### Written instruction A
In the alloy study, rename "corrosion characteristics" to "corrosion behavior" and write out the passage starting at "Graphical abstract" and ending at "deep cryogenic treatment.".

### Text to read
※ ※ ※
Deep cryogenic treatment (DCT) is widely recognized as an effective method to enhance the properties of metallic materials. At present, the impact mechanism of DCT on the corrosion behavior of CoCrFeMnNi high-entropy alloy (HEA) with excellent comprehensive performances remains unstudied. This study aims to explore the influences of DCT and cyclic deep cryogenic treatment (CDCT) on the microstructure, hardness and anti-corrosion ability of CoCrFeMnNi HEA in simulated oceanic environment utilizing electrochemical tests, atomic force microscopy (AFM), X-ray photoelectron spectroscopy (XPS) and immersion experiment. Results indicate that the thick and uniform passive film of CDCTed HEA exhibits the optimal protective performance, compactness and stability, as verified by the elevated passive film resistance (Rf) of 168.3 kΩ·cm2, the decreased passivation film capacitance (Qf) of 3.231 × 10−5Ω−1 · cm−2 · s−n and carrier density, which is attributed to increased corrosion-resistant oxides, bound water content and less instable manganese oxides, all of which synergistically inhibits the penetration of corrosive ions. The reduced quantity of metastable and stable pits, and higher pitting potential (Ep) of 0.161 V reveal that DCT remarkably improves the pitting resistance of the HEA. Specifically, the alloy prepared by CDCT demonstrates superior anti-corrosion property. Moreover, DCT results in a reduction in grain size, while CDCT further induces the grain refinement. Additionally, the HEA subjected to CDCT possesses the highest Vickers hardness value.

Graphical abstract

This study investigated the microstructure and corrosion characteristics of CoCrFeMnNi HEA after deep cryogenic treatment and cycle deep cryogenic treatment.
※ ※ ※
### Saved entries
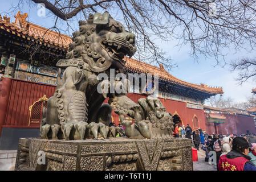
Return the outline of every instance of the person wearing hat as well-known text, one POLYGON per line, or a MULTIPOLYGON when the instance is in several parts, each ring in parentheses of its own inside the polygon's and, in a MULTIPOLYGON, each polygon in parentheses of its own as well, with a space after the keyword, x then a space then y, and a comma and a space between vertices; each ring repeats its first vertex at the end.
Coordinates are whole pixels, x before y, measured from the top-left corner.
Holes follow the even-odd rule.
POLYGON ((234 138, 232 150, 220 158, 218 171, 256 171, 255 166, 248 156, 249 148, 252 147, 243 137, 234 138))
POLYGON ((251 143, 251 151, 248 154, 251 159, 251 162, 256 166, 256 143, 251 143))

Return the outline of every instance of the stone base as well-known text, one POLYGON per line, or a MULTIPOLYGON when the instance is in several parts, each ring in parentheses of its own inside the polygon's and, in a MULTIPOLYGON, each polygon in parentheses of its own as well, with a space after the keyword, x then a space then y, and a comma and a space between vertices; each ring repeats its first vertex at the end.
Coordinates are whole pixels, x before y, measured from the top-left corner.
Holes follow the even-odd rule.
POLYGON ((122 137, 76 140, 20 138, 15 169, 193 171, 191 142, 122 137), (42 158, 38 156, 40 151, 45 154, 45 164, 38 164, 38 158, 42 158))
※ ※ ※
### Written instruction B
Give the Saved entries listing again line for line, leaving out the pictures.

### Task solution A
Graphical abstract

This study investigated the microstructure and corrosion behavior of CoCrFeMnNi HEA after deep cryogenic treatment and cycle deep cryogenic treatment.

### Task solution B
Return the outline of every instance of the person wearing hat as well-known text, one POLYGON per line, or a MULTIPOLYGON when the instance is in several parts, each ring in parentheses of its own inside the polygon's and, in a MULTIPOLYGON, each polygon in parentheses of its own as well, with a space after the keyword, x then a space then y, and a comma and a space between vertices; each ring repeats its first vertex at the end.
Coordinates are whole pixels, x before y, measured from the top-left corner.
Holes follow the even-odd rule.
POLYGON ((234 138, 232 150, 220 158, 218 171, 256 171, 255 166, 248 156, 249 148, 252 147, 243 137, 234 138))
POLYGON ((251 143, 251 151, 248 154, 251 159, 251 162, 256 166, 256 143, 251 143))

Return the outline of every instance of the stone base as well-known text, one POLYGON per line, or a MULTIPOLYGON when the instance is in several parts, each ring in parentheses of its own inside the polygon's and, in a MULTIPOLYGON, each polygon in parentheses of its own as well, with a space after the keyword, x then a space then y, and a comma and a space between vertices; each ring repeats its first vertex at the end.
Coordinates are whole pixels, x before y, measured from the top-left corner.
Holes follow the even-odd rule.
POLYGON ((122 137, 76 140, 20 138, 15 169, 193 171, 191 142, 122 137), (42 158, 38 156, 40 151, 45 154, 45 164, 38 164, 38 158, 42 158))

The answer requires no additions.